Task statement - In the TAPI use case excerpt below, turn the paragraph that begins "It is assumed that at start up" into a short list that keeps its main facts.

Selected excerpt -
4.1            Use Case background

4.1.1      General TAPI considerations - Context

Initial TAPI deployments using TAPI 2.1.3 are applied to solutions where TAPI is feeding a controller, orchestrator or OSS etc. from a single context that is taking a view of the entire network for all layers.

4.1.2      Underlying behaviour

It is assumed that at start up the Controller will form the necessary full context and will initialize various streams. It is also assumed that the Controller will recover from any internal problems to ensure that the streams allow the client to achieve eventual consistency.

There are a number of critical behaviors assumed from the underlying system (essentially use cases for other components):

  • TAPI is fed from a reliable source that has necessary notifications and access to current state etc. (e.g., has alarm notifications).
    • I.e., the underlying system through the Controller to the NE is reliable (appropriate   pipelines etc) so that the Controller cannot lose eventual consistency with the NEs
    • The solution may use compacted stream in which case the compaction delay and tombstone retention are compatible with TAPI needs
  • The notifications are well behaved both at the NE level and within Controller, e.g., for alarms such that  
    • An alarm will have a defined active and a defined clear  
    • Only legal transitions (clear to active and active to clear etc.) are represented
  • If the resource is deconfigured/deleted a Tombstone will be logged for each dependent resource (e.g. alarm detector) related to the resource that was indicating active just prior to the deconfiguration/delet e ion.
  • If a circuit pack is configured the states of any dependent resources will be reported appropriately, e.g., if an alarm detector indicates active an active alarm records will be logged
  • If a circuit pack is deconfigured any dependent resource will be tombstoned, e.g., any dependent alarm detectors that are active will have Tombstones logged

4.2            Use Case Overview

This leads to a specific set of use cases. The first list of cases have not been expanded as they cover normal Controller behavior. The main focus here is the second list [A15] of use cases that correspond to TAPI interaction,

4.3            Building the TAPI stream on provider

  • The Controller (provider) initializes the streams
    1. E.g., connect to the relevant internal stream and aligns
  • The Controller reinitializes the stream after upgrade
  • The Controller recovers after internal loss
    1. Ideally the Controller would indicate potential loss of data on the stream (as a result of compaction and the need to resync due to tombstone retention time being exceeded). This is not covered by TAPI in 2.1.3.

Note that the stream should have the characteristics discussed in various sections earlier in this document.

4.4            The TAPI use cases [A16]

The following use cases are described briefly here and then illustrated in the sequence diagram. The use cases assume that Websockets over TCP is the chosen connection method

4.4.1      Connect to Stream and align - new client

The following activities are carried out (many asynchronously)

  • Connect and stream
    1. Acquire Auth Token
    2. Get connection information from available-stream retrieval
      • The supported-stream-type information will be used to interpret the available-stream information
      • The supported-stream-type will offer a Websockets option
    3. Use the provided endpoint URL to connect
    4. The client will connect with the null token to cause the provider to stream from the oldest record in the stream (offset zero)
    5. On connection both the client and provider stream processes are started, and the necessary communication is setup between client and provider
      • As a result, the pipeline is started
    6. The provider polls the appropriate log from offset zero filling the pipeline and responding to ongoing demand
    7. The client demands from the provider and buffers as appropriate
    8. The client store in a repository (e.g., Log, DB etc.)

Provided records -
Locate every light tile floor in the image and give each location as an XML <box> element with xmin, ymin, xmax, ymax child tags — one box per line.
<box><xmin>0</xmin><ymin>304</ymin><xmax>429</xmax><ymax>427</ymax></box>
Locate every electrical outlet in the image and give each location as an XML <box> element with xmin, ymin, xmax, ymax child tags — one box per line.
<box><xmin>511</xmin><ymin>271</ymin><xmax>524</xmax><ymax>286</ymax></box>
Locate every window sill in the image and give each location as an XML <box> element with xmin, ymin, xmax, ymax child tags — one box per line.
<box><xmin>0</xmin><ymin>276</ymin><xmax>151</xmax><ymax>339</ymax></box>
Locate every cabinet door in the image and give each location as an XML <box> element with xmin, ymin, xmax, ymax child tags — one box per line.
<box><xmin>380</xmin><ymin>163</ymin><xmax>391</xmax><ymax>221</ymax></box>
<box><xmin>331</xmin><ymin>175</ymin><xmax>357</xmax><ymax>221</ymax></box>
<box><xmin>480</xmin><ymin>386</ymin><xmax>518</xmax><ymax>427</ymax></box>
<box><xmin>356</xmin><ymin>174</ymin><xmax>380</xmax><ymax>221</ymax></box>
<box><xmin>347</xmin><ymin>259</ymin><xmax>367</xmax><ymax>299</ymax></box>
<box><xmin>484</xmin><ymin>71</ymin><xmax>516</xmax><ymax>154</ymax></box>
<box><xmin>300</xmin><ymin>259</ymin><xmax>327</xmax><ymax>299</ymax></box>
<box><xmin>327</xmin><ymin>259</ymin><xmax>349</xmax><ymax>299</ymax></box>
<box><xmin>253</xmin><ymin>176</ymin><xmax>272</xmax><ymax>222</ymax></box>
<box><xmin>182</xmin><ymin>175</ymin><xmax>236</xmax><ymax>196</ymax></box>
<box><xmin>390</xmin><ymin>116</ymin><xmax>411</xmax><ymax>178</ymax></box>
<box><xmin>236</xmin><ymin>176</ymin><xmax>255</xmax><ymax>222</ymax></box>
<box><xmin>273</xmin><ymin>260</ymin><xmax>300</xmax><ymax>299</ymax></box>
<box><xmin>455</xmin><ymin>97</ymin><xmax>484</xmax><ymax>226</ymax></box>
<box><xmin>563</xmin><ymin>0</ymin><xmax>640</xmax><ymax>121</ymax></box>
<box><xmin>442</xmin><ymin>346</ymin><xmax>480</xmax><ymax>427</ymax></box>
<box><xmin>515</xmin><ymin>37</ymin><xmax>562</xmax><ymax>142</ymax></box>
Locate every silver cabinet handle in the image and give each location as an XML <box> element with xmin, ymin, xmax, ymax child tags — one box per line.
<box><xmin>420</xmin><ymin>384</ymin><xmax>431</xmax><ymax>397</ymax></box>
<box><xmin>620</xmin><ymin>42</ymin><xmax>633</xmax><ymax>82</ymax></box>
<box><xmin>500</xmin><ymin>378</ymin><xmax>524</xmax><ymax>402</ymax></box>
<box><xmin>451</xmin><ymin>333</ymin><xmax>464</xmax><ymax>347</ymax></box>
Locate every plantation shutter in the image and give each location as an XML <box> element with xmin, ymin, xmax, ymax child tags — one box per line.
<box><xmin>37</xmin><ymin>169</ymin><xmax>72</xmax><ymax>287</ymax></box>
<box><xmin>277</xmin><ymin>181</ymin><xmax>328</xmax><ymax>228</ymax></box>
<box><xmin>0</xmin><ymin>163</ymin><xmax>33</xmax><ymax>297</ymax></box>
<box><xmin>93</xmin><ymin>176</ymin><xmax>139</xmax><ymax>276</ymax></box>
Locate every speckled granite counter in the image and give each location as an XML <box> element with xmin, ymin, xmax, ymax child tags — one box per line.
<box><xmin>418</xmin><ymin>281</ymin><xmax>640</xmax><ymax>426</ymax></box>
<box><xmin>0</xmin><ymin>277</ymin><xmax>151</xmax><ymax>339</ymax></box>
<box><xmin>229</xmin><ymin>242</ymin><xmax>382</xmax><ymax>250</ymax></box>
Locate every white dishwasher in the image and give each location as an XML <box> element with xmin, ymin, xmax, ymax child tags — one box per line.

Solution -
- At start up, the Controller is assumed to form the full context it needs and initialize the streams.
- The Controller is assumed to recover from any internal problems, so the streams still let the client reach eventual consistency.